• [Selected extract]
◆ ◆ ◆

(The ponderings of guest writer BT. I choose the illustrations around here.)
While driving to Pathmark to pick up some provisions I was hit with some thoughts that though not poem worthy(for now atleast), still notable.
As I drove down Durham Rd. I glanced over my left shoulder. And behold, there he was. The great betrayer. Mr. F. Moon in all his radiant glory. The one who is to inspire romance. Who songs have been written about. That, for the exception or werewolves, is something to anticipate. Little would I know he would play a part in determing the outcome of my relationship with my love.
Then I pondered the effects of PMS, perimenopause, and the very existence of hormones altogether. I already knew that I was woefully inept in dealing with the outward signs of the female affliction. So inept. Then, as if I wasn't already at a handicap, the two conditions conspired against me. I never saw it coming. Never had a chance.

◆ ◆ ◆

• [Entries provided]
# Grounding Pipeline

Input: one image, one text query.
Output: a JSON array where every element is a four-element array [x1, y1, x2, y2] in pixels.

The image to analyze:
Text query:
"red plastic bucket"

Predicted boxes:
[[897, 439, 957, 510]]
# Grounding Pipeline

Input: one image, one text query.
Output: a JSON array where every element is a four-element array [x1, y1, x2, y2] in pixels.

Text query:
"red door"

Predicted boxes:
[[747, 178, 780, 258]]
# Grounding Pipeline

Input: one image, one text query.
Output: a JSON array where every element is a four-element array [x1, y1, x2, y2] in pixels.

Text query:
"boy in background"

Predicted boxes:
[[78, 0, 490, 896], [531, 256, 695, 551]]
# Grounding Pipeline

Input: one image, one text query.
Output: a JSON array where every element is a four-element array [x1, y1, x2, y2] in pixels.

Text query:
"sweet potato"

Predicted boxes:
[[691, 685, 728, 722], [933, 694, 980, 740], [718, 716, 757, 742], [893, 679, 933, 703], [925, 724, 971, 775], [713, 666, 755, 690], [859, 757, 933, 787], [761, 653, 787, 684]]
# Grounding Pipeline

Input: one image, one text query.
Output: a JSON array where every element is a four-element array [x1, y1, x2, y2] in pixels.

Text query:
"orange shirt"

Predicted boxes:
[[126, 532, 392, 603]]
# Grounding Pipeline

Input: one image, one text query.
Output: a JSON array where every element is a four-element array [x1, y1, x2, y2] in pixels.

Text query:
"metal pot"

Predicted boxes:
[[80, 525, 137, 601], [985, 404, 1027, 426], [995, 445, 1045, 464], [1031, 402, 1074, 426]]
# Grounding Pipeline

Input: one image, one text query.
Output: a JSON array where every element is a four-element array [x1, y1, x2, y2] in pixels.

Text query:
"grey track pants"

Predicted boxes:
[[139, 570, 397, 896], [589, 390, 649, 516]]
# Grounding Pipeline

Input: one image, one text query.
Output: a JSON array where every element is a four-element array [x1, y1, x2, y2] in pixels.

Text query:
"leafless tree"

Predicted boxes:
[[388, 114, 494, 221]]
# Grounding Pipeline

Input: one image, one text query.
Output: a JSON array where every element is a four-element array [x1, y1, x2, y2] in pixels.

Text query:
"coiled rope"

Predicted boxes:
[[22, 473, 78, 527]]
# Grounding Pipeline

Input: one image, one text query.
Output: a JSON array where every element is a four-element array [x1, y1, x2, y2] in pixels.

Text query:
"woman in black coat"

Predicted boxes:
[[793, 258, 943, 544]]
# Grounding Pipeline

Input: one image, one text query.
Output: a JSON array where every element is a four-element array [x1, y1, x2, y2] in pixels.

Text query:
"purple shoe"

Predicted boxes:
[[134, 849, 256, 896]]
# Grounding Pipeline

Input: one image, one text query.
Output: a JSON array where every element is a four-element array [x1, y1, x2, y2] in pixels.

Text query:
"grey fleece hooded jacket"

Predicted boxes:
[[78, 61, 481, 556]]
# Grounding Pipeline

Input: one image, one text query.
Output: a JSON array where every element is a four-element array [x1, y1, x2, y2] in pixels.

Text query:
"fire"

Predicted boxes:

◆ ◆ ◆

• [Directions]
1. Rewrite the paragraph of the guest post about the moon and hormones that begins "Then I pondered the effects" more briefly, keeping its main facts.
2. Continue the guest post about the moon and hormones from its last sentence.

• [Answers by task]
1. The writer considered the effects of PMS, perimenopause and hormones in general. Already knowing they were very bad at handling the outward signs of the female affliction, the writer was put at a further disadvantage when the two conditions conspired together, without warning and leaving no chance.

2.
I wish that I was smarter, wiser, calmer, stronger, kinder, patient, loving, etc. Sounds like the makings of a fruit(of the Spirit) salad.
Another thought was about my own life. The sense of loss. That it seems to be a series of short term gains in the midst of long term heartaches and losses. A feeling that nothing has changed since my youth. And if that is the case, wishing I could give up the ghost and go home. But alas, that is not my choice. So how long this time? When will I feel normal again? Not even looking for the next short term gain. Just normalacy. No more hope deferred. Peace.